*Task goal*: The records that follow are to be given again exactly. Do not carry over any image.
========================
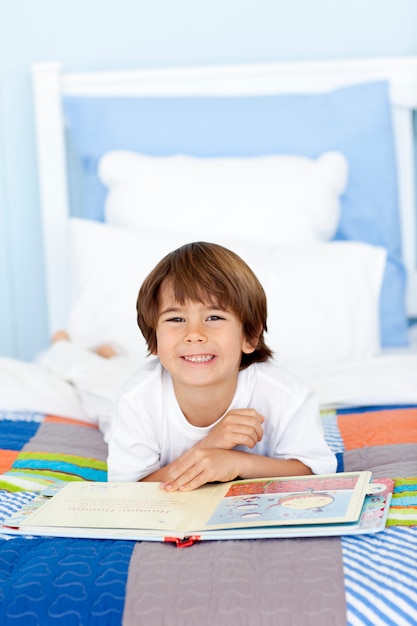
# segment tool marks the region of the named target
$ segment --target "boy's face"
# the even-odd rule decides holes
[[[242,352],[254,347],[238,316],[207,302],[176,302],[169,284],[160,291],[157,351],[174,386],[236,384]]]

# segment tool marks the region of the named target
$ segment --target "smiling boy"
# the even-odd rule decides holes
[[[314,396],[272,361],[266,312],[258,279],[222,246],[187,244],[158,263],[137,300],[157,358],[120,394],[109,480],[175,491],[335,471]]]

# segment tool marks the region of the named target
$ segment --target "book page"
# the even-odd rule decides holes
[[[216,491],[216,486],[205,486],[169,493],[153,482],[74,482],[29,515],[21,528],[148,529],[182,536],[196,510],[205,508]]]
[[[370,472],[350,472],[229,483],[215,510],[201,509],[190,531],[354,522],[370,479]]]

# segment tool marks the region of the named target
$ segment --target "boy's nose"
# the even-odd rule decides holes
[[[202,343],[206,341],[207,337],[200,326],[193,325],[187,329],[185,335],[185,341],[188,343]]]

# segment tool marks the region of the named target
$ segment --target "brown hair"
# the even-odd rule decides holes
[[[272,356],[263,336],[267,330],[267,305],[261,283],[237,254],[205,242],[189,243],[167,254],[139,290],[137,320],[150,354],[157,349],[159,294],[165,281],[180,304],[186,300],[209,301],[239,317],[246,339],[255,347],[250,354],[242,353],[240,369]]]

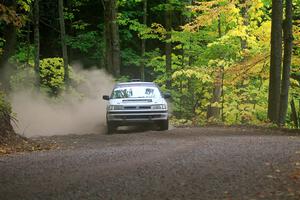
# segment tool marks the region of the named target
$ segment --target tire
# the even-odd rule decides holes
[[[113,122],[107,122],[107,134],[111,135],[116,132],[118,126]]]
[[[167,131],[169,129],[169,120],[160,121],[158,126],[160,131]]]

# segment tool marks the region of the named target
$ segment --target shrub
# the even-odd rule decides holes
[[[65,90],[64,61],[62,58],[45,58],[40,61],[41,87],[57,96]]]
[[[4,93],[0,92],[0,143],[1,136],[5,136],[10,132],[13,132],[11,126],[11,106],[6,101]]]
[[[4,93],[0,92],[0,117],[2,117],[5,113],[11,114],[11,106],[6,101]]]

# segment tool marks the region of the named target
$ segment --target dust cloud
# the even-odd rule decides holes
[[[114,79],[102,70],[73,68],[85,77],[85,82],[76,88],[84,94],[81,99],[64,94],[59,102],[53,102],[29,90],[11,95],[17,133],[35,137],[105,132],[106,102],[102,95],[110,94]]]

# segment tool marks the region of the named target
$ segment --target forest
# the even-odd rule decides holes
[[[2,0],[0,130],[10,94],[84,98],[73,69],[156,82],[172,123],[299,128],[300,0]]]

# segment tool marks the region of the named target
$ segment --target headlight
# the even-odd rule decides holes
========================
*Solution to the problem*:
# segment tool marks the region of the named target
$ segment --target "boy's face"
# the even-odd rule decides holes
[[[242,352],[254,347],[238,316],[207,302],[176,302],[169,284],[160,291],[157,351],[174,386],[236,384]]]

# segment tool marks the region of the named target
$ segment --target "smiling boy"
# the even-odd rule decides holes
[[[314,396],[272,361],[266,312],[258,279],[222,246],[187,244],[158,263],[137,300],[157,358],[120,394],[109,480],[175,491],[335,471]]]

# segment tool marks the region of the named target
$ segment --target "book page"
# the even-odd rule decides holes
[[[216,491],[216,486],[205,486],[169,493],[153,482],[74,482],[29,515],[21,528],[148,529],[182,536],[196,510],[205,508]]]
[[[370,472],[350,472],[229,483],[215,510],[201,509],[190,531],[354,522],[370,479]]]

# segment tool marks the region of the named target
$ segment --target "boy's nose"
# the even-odd rule decides holes
[[[202,343],[206,341],[207,337],[200,326],[193,325],[187,329],[185,335],[185,341],[188,343]]]

# segment tool marks the region of the named target
$ segment --target "brown hair"
# the even-odd rule decides holes
[[[272,356],[263,336],[267,330],[267,305],[261,283],[237,254],[205,242],[189,243],[167,254],[139,290],[137,320],[150,354],[157,349],[159,294],[165,281],[180,304],[186,300],[209,301],[239,317],[246,339],[255,347],[250,354],[242,353],[240,369]]]

# segment tool marks the region of the named target
$ segment --target tire
# the even-odd rule decides holes
[[[113,122],[107,122],[107,134],[111,135],[116,132],[118,126]]]
[[[167,131],[169,129],[169,120],[160,121],[158,126],[160,131]]]

# segment tool marks the region of the named target
$ segment --target shrub
# the even-odd rule decides holes
[[[65,90],[64,61],[62,58],[45,58],[40,61],[41,87],[57,96]]]
[[[4,93],[0,92],[0,143],[1,136],[5,136],[10,132],[13,132],[11,126],[11,106],[6,101]]]
[[[4,93],[0,92],[0,117],[2,117],[5,113],[11,114],[11,106],[6,101]]]

# segment tool marks the region of the named target
$ segment --target dust cloud
# the even-odd rule decides holes
[[[114,79],[102,70],[73,68],[85,77],[85,82],[76,88],[84,94],[81,99],[64,94],[59,102],[53,102],[29,90],[11,95],[17,133],[35,137],[105,132],[106,102],[102,95],[110,94]]]

# segment tool marks the region of the named target
$ segment --target forest
# the even-odd rule decides holes
[[[2,0],[0,130],[10,94],[84,98],[73,69],[156,82],[172,123],[299,128],[300,0]]]

# segment tool marks the region of the named target
$ segment --target headlight
# the even-odd rule decides holes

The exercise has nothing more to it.